▶ [Task objective]:
Reproduce every line of the listing below without any changes.

▶ [Entries supplied]:

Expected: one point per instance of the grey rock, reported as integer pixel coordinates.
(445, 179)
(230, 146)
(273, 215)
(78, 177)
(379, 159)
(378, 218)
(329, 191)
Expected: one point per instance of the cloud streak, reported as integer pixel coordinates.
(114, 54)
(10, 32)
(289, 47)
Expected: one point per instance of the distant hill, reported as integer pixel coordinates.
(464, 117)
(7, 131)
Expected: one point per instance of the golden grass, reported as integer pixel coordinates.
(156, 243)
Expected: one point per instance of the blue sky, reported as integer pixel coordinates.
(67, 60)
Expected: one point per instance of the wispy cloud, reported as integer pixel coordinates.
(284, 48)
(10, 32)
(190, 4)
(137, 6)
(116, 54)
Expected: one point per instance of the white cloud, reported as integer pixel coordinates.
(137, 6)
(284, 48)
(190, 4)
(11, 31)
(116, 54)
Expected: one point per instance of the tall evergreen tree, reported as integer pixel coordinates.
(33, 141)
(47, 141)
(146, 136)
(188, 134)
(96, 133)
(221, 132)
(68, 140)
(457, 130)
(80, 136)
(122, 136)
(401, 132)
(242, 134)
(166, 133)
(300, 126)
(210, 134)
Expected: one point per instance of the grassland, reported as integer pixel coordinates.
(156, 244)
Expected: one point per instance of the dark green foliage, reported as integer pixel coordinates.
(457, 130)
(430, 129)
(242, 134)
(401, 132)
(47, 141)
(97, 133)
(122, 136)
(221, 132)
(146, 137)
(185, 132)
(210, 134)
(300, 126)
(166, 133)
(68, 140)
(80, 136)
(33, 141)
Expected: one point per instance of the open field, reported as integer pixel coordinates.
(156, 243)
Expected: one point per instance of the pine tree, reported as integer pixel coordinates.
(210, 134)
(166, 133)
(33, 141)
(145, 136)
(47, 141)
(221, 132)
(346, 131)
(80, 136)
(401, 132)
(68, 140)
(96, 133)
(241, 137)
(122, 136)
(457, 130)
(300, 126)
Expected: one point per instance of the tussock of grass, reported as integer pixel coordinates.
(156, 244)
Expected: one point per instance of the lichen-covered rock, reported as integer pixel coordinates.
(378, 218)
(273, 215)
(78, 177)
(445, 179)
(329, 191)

▶ [Reply]:
Expected: one point per instance of the grey rock, reported as integer pixel coordinates.
(445, 179)
(230, 146)
(273, 215)
(78, 177)
(379, 159)
(378, 218)
(329, 191)
Expected: one point per instance of the cloud streak, reported as integer pixel coordinates.
(114, 54)
(10, 32)
(289, 47)
Expected: one point per instance of the distant hill, reported as integer pixel coordinates.
(464, 117)
(7, 131)
Expected: one point per instance of the golden grass, reported as integer pixel coordinates.
(156, 243)
Expected: one point per instance of the blue sky, reported as integer pixel coordinates.
(67, 60)
Expected: one point per instance of the wispy cloud, reported as integer pixel coordinates.
(284, 48)
(10, 32)
(190, 4)
(137, 6)
(116, 54)
Expected: one point per instance of the white cloud, reported as integer pixel coordinates.
(137, 6)
(284, 48)
(190, 4)
(11, 31)
(116, 54)
Expected: one point per instance of the tall evergreen tree, reported as integer pixel coordinates.
(33, 141)
(47, 141)
(146, 136)
(188, 134)
(96, 133)
(221, 132)
(68, 140)
(457, 130)
(80, 136)
(122, 136)
(401, 132)
(242, 134)
(166, 133)
(300, 126)
(210, 134)
Expected: one point per instance of the grassland, reported as integer pixel coordinates.
(156, 244)
Expected: one point per instance of the dark green foliage, reported as integer pixel coordinates.
(457, 130)
(430, 129)
(242, 134)
(401, 132)
(47, 141)
(97, 133)
(122, 136)
(221, 132)
(146, 137)
(185, 132)
(210, 134)
(300, 126)
(166, 133)
(68, 140)
(80, 136)
(33, 141)
Expected: one point per instance of the open field, reported as integer pixel coordinates.
(156, 243)
Expected: one point per instance of the pine tree, reported as integer pixel coordinates.
(210, 134)
(166, 133)
(33, 141)
(145, 136)
(47, 141)
(221, 132)
(346, 131)
(80, 136)
(401, 132)
(68, 140)
(96, 133)
(241, 137)
(122, 136)
(457, 130)
(300, 126)
Expected: one point per instance of the tussock of grass, reported as integer pixel coordinates.
(156, 244)
Expected: one point per instance of the lichen-covered rock, reported as integer pixel coordinates.
(378, 218)
(273, 215)
(78, 177)
(445, 179)
(329, 191)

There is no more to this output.